Working data |

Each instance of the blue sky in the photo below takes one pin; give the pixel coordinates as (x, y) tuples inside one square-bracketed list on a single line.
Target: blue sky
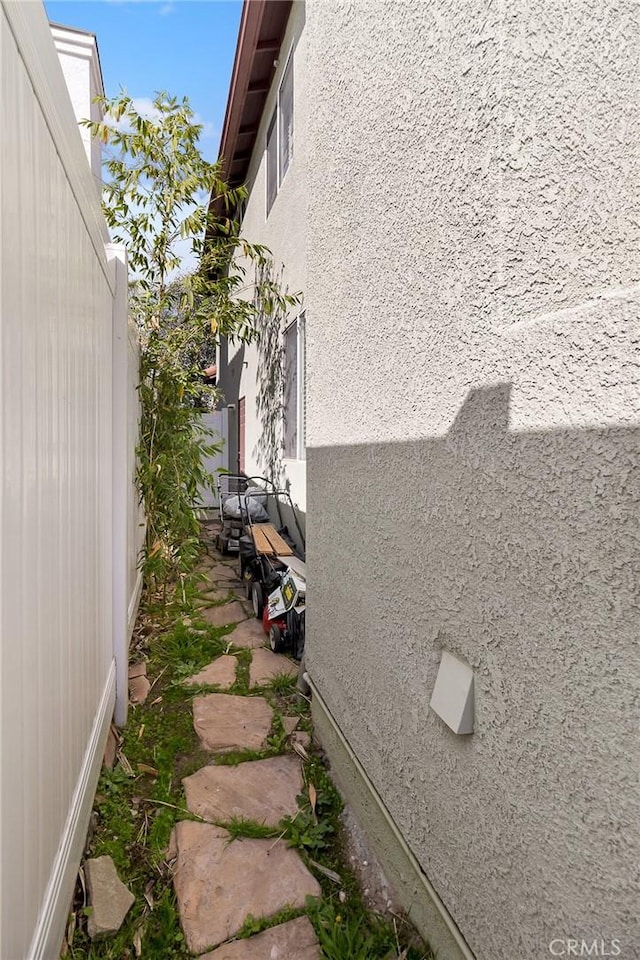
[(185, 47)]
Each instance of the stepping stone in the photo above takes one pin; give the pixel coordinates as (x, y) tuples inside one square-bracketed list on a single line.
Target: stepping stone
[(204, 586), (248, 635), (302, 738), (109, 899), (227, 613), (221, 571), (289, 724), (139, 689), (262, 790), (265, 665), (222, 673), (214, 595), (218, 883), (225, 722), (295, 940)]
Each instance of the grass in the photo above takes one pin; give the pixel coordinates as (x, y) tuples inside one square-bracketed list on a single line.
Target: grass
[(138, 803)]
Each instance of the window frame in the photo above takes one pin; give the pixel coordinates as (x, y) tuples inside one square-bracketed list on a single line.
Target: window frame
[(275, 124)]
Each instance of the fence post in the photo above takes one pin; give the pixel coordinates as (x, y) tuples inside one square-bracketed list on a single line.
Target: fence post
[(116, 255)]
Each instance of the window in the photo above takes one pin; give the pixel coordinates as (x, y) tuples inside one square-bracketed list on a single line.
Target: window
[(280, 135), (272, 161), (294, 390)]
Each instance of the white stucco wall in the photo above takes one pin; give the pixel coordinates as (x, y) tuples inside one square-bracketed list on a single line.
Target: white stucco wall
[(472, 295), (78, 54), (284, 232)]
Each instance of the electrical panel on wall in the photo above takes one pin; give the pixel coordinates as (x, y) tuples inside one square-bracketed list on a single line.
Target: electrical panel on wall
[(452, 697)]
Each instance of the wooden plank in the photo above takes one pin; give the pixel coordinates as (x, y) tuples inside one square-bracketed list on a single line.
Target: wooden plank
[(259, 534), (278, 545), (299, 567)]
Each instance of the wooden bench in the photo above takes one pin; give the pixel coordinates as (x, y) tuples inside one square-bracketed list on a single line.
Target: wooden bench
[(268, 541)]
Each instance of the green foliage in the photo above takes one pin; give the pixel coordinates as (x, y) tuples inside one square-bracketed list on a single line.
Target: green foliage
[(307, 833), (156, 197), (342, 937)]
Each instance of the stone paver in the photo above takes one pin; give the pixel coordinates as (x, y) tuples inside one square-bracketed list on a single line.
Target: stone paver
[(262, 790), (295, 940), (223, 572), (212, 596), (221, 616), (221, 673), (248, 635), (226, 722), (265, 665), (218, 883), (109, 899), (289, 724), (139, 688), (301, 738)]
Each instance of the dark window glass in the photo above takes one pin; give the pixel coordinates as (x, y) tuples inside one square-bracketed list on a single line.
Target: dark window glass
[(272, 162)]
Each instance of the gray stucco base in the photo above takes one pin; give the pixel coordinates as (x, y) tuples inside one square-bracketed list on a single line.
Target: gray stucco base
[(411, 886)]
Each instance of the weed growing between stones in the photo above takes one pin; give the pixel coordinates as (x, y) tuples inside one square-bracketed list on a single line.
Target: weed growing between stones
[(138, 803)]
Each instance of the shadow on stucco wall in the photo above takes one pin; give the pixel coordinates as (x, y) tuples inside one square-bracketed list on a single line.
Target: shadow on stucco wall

About this task |
Beginning at the line with "Each instance of the electrical" and ending at the line with "Each instance of the green", reproduce each line of the data above exactly, and add no other lines.

Completed task |
Each instance of the electrical panel on wall in the photo above takes one pin; give the pixel coordinates as (x, y) tuples inside one square-bracketed list on a single line.
Target: electrical panel on wall
[(452, 697)]
Each instance of the wooden plank in the photo above takes one pin; give the pixel coordinates as (x, y) tuples inside one square-bracketed list on a single line.
Target: wooden plank
[(259, 534), (278, 545), (299, 567)]
Each instance of the wooden bench in the photo above takes one pin; give the pixel coordinates as (x, y) tuples inside one square-bracketed list on a single line.
Target: wooden bench
[(268, 541)]
Each instance of the green foliage in the photo above takes one pin; give the pixel coordinates as (x, y) tuples inside one square-bracketed list on a single line.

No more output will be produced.